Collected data
——

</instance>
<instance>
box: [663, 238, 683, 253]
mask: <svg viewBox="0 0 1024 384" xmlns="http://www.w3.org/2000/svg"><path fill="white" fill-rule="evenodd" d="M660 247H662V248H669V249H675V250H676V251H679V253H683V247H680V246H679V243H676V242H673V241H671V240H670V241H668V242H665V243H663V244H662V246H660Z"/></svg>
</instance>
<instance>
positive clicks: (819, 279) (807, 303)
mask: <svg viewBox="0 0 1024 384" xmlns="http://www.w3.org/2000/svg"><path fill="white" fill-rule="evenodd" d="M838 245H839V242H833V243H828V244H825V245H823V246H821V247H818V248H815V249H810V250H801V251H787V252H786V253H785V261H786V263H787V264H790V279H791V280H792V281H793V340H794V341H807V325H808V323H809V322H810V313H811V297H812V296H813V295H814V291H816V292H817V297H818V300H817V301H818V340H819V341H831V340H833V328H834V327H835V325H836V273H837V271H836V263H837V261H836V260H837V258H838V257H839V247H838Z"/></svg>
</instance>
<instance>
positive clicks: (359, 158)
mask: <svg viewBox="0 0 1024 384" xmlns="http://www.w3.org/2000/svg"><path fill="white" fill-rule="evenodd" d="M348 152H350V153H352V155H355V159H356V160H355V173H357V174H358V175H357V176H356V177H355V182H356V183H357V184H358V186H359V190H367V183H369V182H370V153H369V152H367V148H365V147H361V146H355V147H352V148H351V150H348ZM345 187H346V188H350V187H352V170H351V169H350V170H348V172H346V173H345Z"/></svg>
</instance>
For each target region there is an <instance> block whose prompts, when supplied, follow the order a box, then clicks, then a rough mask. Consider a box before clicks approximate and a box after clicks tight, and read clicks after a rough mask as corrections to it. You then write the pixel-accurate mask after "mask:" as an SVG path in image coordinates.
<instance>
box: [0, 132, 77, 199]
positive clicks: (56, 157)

——

Substitute "foreground" for every occurrence of "positive" in the records above, and write out all their lines again with nothing else altered.

</instance>
<instance>
box: [663, 238, 683, 253]
mask: <svg viewBox="0 0 1024 384" xmlns="http://www.w3.org/2000/svg"><path fill="white" fill-rule="evenodd" d="M660 247H662V248H669V249H675V250H676V251H679V253H683V247H680V246H679V243H676V242H673V241H671V240H670V241H668V242H665V243H663V244H662V246H660Z"/></svg>
</instance>
<instance>
foreground clicks: (819, 279) (807, 303)
mask: <svg viewBox="0 0 1024 384" xmlns="http://www.w3.org/2000/svg"><path fill="white" fill-rule="evenodd" d="M838 245H839V242H833V243H828V244H825V245H823V246H821V247H818V248H815V249H810V250H801V251H787V252H786V253H785V261H786V263H787V264H790V279H791V280H792V281H793V340H794V341H807V325H808V323H809V322H810V313H811V297H812V296H813V295H814V291H816V292H817V297H818V300H817V301H818V340H819V341H831V340H833V328H834V327H835V325H836V273H837V271H836V263H837V261H836V260H837V258H838V257H839V247H838Z"/></svg>
</instance>
<instance>
foreground clicks: (359, 158)
mask: <svg viewBox="0 0 1024 384" xmlns="http://www.w3.org/2000/svg"><path fill="white" fill-rule="evenodd" d="M348 152H350V153H352V155H355V159H356V160H355V173H357V174H358V175H357V176H356V177H355V182H356V183H357V184H358V186H359V190H367V183H369V182H370V153H369V152H367V148H365V147H361V146H355V147H352V148H351V150H348ZM345 187H346V188H350V187H352V170H351V169H350V170H348V172H346V173H345Z"/></svg>
</instance>
For each target region there is an <instance> block whose prompts, when supplied, follow the order a box, then clicks, then a rough mask. Consider a box before clicks approximate and a box after clicks tight, and read clicks after a rough mask as corrections to it. You then write the pixel-accurate mask after "mask:" as an SVG path in image coordinates.
<instance>
box: [0, 132, 77, 199]
foreground clicks: (56, 157)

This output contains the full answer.